[[ Records to process, beginning ]]

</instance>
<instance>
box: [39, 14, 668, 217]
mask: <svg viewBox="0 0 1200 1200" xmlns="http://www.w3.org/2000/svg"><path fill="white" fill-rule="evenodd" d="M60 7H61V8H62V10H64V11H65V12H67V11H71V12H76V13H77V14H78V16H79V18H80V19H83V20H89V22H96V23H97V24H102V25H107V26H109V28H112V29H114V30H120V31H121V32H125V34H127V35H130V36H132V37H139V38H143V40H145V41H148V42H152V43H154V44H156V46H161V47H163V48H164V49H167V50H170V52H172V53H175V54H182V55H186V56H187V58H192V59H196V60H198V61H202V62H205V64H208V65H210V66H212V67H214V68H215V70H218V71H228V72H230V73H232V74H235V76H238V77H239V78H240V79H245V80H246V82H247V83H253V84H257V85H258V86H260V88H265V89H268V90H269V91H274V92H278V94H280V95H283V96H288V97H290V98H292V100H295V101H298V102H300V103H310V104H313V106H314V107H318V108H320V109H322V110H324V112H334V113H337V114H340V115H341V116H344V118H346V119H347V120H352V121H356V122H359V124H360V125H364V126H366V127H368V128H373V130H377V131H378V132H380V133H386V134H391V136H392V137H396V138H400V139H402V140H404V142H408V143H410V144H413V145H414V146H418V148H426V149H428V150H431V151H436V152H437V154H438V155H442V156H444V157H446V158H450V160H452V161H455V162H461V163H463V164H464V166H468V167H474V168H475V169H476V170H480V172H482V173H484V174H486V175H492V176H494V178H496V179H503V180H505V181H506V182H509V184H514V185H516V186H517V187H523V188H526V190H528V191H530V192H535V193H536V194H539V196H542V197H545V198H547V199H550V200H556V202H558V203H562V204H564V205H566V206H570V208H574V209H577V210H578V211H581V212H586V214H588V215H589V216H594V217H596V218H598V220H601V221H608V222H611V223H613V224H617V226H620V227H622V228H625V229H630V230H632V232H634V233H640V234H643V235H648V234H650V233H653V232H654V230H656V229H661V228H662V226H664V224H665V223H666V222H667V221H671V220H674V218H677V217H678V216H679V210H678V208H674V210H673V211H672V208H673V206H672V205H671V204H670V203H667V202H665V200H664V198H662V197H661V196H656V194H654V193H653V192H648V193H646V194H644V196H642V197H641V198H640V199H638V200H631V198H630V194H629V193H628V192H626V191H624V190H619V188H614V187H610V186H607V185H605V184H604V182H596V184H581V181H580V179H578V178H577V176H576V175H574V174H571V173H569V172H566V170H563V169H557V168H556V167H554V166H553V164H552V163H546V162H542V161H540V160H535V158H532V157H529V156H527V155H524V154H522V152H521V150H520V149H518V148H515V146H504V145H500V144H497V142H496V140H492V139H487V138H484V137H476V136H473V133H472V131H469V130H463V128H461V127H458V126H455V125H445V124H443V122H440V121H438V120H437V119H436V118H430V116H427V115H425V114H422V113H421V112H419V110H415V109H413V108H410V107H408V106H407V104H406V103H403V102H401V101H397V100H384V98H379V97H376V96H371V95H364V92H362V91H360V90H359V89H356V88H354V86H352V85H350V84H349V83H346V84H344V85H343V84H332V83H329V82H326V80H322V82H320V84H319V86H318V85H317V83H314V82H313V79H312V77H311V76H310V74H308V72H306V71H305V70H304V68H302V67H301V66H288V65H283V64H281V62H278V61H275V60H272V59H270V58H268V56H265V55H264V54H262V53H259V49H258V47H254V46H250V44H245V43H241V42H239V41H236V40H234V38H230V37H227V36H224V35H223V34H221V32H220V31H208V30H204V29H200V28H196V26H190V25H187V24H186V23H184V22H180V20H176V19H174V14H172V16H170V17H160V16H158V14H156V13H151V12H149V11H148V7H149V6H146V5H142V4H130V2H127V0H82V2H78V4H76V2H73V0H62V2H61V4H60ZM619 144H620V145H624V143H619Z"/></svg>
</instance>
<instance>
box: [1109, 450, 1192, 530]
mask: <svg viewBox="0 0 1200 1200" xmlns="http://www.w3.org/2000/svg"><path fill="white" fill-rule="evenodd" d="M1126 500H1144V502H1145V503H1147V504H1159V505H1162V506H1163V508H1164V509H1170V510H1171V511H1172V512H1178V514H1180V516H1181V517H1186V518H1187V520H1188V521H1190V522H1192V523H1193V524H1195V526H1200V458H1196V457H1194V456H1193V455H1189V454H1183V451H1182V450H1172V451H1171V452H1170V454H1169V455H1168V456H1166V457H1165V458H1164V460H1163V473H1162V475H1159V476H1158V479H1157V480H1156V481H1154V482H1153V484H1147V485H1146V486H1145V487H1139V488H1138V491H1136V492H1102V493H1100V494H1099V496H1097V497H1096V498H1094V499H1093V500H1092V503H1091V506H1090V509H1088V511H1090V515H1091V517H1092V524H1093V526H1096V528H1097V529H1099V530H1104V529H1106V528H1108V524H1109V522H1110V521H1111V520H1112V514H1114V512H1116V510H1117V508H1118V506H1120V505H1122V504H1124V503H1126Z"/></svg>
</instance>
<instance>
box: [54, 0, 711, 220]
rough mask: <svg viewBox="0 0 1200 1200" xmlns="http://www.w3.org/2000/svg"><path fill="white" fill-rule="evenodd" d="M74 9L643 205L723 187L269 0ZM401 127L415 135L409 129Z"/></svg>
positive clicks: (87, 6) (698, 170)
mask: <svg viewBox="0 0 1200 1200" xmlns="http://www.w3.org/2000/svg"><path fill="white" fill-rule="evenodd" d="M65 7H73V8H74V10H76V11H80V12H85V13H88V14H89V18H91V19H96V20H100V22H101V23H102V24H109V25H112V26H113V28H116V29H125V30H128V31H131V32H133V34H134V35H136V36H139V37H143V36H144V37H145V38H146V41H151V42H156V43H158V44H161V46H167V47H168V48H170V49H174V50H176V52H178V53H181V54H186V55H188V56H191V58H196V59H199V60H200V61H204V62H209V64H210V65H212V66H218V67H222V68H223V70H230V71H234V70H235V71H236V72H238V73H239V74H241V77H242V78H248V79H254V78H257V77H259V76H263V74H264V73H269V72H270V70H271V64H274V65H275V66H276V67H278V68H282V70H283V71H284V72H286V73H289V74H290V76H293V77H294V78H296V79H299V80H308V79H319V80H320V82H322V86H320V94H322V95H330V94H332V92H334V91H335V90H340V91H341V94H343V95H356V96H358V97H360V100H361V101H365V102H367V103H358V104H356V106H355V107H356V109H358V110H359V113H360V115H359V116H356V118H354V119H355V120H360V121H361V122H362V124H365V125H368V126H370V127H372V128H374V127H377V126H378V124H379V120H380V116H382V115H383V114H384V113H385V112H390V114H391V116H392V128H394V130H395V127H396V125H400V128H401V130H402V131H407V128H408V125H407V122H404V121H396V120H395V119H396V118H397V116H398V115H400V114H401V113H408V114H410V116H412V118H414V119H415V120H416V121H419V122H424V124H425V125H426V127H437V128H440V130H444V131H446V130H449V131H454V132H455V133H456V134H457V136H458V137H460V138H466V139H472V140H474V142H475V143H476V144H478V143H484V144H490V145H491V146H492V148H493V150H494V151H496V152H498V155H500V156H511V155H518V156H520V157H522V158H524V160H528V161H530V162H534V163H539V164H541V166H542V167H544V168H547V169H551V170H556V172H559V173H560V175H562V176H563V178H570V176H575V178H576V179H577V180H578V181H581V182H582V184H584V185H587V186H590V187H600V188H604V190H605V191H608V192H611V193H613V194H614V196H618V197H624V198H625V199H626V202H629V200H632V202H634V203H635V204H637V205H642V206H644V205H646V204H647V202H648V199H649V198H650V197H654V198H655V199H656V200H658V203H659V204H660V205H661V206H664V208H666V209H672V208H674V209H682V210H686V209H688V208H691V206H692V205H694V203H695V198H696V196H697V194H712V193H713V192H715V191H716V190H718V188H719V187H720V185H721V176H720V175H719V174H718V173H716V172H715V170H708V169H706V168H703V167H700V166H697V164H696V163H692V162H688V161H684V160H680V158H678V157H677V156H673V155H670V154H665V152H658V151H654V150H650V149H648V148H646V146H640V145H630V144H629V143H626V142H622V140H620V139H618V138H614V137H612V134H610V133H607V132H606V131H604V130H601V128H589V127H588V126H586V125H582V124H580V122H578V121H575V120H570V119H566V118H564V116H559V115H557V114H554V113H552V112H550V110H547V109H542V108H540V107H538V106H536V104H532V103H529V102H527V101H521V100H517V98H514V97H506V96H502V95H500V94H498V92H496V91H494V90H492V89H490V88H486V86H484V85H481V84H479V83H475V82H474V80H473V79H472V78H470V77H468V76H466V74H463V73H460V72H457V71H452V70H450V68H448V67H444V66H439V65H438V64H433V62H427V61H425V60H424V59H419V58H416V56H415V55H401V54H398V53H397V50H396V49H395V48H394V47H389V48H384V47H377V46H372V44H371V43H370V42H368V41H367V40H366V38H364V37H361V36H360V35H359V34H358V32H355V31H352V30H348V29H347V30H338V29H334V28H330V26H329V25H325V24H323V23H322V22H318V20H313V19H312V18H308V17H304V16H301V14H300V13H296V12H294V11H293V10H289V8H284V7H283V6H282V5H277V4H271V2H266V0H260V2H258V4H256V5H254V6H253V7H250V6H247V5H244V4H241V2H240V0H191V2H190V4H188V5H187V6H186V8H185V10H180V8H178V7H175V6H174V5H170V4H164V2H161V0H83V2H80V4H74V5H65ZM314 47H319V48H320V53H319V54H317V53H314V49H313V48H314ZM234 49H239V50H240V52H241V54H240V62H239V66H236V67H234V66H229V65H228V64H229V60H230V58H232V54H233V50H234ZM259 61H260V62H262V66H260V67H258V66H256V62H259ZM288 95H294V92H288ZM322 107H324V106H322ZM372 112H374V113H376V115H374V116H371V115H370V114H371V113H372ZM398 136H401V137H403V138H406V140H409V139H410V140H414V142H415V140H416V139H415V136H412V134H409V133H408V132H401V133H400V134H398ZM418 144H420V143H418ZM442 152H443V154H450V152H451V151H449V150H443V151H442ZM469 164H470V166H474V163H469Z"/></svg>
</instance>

[[ Records to process, end ]]

[Action item] Of the entries above, repeat exactly the lines from the line with "box: [54, 0, 711, 220]" through the line with "rough mask: <svg", both of them included.

[Task response]
box: [54, 0, 711, 220]
rough mask: <svg viewBox="0 0 1200 1200" xmlns="http://www.w3.org/2000/svg"><path fill="white" fill-rule="evenodd" d="M74 9L643 205L723 187L269 0ZM401 127L415 135L409 129Z"/></svg>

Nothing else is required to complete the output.